**Exercise data:**

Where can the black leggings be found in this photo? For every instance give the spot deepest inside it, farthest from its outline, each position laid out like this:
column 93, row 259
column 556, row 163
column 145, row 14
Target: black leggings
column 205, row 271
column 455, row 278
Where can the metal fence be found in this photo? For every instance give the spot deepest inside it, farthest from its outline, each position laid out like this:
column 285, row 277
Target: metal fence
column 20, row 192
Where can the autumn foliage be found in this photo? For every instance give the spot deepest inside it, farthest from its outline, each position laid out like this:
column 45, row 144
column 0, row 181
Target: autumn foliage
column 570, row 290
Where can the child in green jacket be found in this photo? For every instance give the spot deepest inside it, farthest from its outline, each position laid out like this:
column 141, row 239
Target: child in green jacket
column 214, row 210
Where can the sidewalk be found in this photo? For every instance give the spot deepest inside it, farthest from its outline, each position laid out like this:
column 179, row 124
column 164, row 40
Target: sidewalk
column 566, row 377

==

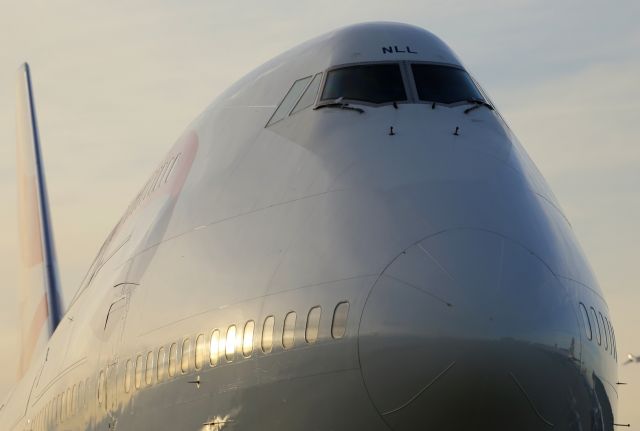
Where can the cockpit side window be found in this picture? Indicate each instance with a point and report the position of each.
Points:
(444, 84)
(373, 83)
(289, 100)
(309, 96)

**How to complete this task:**
Lines of the listing above that contain the word "give" should all be returned.

**Task result:**
Where can the black leggings be found in this photo? For every instance give the spot deepest inside it, farthest from its outline, each position laid out like this:
Where can the metal fence be found in this photo? For every instance give the spot deepest inside it, farthest from its outline, each position laid out like this:
Where can the autumn foliage be found in this photo? For every instance give the spot deepest inside it, farthest from its outline, each position laid out like this:
Where can the child in green jacket be found in this photo? For every instance give the spot deepest inside it, farthest from its outline, each position laid out like this:
Where can the sidewalk be found in this photo? For every instance give the spot deepest inside it, farthest from its outline, each position laid out like this:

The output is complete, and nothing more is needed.